Stated task -> Select each line in the items below that contains the word "track" and copy those lines unchanged.

>> Start

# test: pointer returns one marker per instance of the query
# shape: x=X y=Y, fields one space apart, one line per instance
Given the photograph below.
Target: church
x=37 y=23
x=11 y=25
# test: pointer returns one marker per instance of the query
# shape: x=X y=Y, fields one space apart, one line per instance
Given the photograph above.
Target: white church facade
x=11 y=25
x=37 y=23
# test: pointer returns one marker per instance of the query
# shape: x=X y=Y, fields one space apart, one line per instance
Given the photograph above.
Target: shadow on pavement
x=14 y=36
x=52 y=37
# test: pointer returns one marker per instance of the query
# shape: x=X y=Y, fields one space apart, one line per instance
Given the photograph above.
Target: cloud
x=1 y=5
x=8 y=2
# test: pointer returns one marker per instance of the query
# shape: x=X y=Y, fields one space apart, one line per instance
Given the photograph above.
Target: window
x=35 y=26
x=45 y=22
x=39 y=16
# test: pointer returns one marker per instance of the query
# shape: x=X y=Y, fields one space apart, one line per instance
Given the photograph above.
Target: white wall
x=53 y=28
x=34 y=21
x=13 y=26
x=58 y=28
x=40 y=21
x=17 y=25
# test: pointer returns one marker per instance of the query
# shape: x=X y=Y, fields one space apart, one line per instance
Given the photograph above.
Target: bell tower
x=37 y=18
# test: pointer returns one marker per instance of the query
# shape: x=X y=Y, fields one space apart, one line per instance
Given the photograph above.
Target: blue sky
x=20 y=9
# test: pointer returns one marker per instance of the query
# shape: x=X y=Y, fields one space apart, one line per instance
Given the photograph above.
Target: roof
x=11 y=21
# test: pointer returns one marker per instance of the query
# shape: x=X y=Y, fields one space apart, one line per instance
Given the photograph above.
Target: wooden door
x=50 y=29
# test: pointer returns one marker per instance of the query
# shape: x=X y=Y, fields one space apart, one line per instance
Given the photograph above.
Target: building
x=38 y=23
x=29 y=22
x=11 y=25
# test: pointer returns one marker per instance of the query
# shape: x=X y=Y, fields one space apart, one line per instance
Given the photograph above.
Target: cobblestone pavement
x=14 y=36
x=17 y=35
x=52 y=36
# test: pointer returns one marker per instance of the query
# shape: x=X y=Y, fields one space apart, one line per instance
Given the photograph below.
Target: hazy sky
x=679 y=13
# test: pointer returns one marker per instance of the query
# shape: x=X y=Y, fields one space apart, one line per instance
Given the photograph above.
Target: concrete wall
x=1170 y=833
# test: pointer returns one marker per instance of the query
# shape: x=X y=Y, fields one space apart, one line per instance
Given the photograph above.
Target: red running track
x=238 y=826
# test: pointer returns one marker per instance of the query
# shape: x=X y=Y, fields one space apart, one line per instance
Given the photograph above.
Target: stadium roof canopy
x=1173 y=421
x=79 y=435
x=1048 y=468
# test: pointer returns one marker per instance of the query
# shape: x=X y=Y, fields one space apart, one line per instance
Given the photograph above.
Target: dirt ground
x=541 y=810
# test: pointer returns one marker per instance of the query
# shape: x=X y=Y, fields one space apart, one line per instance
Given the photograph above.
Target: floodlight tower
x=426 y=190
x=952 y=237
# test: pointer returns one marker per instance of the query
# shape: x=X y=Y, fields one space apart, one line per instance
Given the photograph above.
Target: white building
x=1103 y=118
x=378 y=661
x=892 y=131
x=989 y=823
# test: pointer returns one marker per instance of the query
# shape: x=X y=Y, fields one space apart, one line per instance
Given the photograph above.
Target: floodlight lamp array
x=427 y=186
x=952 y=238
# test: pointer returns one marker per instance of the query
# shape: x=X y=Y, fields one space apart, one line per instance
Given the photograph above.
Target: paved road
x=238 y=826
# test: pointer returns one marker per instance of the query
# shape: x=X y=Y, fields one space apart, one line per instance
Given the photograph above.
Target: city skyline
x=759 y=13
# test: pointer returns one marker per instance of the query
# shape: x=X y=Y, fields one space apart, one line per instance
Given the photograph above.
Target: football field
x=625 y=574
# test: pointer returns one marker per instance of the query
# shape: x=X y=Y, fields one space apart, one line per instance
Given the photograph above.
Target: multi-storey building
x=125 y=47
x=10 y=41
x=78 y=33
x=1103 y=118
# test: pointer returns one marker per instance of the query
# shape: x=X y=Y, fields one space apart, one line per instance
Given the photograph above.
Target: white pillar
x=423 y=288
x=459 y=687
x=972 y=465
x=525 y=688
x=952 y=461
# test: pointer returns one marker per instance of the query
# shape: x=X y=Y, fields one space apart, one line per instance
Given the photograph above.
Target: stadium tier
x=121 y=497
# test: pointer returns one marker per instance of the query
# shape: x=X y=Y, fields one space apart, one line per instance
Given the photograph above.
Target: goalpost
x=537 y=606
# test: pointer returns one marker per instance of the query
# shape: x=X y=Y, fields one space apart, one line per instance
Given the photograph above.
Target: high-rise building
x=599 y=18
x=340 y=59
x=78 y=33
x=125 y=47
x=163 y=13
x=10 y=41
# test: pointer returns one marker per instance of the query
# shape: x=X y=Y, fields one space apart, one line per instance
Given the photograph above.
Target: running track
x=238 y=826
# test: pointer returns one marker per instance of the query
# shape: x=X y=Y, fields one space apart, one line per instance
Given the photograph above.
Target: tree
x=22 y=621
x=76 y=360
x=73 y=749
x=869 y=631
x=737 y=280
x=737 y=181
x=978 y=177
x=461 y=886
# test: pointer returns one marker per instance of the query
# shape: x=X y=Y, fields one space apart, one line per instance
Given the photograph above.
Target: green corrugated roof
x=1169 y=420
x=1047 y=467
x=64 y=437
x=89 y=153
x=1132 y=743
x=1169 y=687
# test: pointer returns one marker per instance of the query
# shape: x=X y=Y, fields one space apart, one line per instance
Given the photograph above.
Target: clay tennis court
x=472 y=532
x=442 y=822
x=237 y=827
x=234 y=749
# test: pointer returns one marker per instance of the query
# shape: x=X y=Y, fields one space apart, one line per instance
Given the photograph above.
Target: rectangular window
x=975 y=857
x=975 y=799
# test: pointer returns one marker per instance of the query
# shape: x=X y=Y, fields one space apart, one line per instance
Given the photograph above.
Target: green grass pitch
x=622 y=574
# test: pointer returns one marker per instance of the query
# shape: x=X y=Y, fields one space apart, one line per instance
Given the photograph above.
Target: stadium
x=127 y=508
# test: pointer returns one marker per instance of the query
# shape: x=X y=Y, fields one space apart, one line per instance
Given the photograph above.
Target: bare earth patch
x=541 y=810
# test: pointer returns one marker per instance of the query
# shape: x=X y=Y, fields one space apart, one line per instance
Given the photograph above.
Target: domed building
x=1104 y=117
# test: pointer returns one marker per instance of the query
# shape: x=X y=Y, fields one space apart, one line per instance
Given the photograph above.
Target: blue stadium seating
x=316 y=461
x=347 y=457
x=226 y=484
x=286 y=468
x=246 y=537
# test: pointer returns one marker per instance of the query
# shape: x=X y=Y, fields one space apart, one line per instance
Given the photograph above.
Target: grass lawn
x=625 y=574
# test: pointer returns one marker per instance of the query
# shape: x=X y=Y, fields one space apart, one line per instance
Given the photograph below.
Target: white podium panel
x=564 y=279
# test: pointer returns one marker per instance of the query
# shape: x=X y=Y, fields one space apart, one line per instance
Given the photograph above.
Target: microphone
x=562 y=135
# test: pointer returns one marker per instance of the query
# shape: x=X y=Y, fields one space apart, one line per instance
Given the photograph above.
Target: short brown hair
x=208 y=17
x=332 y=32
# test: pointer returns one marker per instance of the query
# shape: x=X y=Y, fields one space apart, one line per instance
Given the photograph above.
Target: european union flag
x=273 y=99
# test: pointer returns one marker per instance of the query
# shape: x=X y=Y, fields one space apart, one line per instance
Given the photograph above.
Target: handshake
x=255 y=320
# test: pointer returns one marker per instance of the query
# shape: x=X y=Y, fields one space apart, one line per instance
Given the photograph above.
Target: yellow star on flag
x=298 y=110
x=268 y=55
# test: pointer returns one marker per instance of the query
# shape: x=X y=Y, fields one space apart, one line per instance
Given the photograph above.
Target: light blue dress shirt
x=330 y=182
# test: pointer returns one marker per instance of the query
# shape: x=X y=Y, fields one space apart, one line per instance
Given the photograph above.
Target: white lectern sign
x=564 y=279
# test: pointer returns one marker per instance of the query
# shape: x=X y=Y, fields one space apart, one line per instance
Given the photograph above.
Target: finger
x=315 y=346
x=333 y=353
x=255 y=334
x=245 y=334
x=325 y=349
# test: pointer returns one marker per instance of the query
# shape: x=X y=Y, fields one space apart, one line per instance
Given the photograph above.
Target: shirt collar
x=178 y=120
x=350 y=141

>> End

Written answer ->
Target: red running track
Target: running track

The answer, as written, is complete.